= Beginning of Section =

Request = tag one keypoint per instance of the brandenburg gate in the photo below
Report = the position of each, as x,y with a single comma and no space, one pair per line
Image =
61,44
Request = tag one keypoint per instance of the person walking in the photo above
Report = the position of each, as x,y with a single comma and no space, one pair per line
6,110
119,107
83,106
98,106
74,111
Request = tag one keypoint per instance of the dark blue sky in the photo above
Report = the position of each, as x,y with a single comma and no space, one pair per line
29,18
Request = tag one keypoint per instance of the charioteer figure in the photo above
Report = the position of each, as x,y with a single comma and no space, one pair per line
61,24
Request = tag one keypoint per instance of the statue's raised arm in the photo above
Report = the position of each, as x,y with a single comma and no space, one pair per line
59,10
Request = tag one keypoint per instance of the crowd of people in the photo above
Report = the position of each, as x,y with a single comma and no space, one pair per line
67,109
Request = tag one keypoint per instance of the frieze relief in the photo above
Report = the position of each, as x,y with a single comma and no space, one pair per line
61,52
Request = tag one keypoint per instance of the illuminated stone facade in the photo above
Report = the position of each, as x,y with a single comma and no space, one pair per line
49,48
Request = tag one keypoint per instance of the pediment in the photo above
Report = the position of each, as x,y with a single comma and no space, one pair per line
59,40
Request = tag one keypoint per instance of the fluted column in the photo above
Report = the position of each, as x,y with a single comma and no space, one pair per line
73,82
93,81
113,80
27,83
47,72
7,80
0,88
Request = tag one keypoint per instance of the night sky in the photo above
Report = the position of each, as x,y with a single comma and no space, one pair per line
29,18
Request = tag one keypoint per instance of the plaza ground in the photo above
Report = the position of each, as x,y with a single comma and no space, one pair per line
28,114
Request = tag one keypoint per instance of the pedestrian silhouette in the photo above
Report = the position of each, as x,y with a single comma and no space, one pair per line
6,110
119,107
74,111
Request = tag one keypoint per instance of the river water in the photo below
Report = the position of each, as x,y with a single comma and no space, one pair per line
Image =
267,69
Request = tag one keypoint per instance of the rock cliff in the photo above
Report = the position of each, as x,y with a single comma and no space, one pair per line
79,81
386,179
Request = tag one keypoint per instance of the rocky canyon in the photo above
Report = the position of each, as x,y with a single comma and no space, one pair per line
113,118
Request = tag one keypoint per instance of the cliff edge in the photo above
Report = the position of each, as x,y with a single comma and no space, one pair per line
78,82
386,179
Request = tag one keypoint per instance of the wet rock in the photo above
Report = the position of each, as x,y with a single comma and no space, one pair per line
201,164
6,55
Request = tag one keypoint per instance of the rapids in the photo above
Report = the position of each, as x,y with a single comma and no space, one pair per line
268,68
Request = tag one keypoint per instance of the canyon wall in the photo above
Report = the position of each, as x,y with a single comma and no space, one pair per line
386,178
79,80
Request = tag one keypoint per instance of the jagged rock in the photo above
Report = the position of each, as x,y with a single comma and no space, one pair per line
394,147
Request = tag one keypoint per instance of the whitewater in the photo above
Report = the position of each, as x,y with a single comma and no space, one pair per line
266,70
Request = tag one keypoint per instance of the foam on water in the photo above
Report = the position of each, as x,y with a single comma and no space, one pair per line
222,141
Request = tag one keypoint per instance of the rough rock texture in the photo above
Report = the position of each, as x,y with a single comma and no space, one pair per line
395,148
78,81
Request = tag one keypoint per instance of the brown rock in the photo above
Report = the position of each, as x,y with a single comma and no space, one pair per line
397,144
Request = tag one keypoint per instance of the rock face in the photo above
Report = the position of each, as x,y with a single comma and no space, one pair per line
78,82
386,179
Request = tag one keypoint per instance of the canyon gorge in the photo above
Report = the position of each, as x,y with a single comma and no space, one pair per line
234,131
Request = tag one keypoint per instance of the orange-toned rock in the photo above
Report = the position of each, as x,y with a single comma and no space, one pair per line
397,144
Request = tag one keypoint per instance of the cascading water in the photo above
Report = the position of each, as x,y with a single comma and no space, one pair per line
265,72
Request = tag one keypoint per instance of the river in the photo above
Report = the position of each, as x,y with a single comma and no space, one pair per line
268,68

= End of Section =

> Requirement
For the string "canyon", show each line of the listing where it appears.

> Expected answer
Request = tag one keypoint per instance of the rocky canyon in the photo above
Request = tag one keypoint per instance of the canyon wall in the photo above
Request = tag one keypoint per instance of the canyon gorge in the photo above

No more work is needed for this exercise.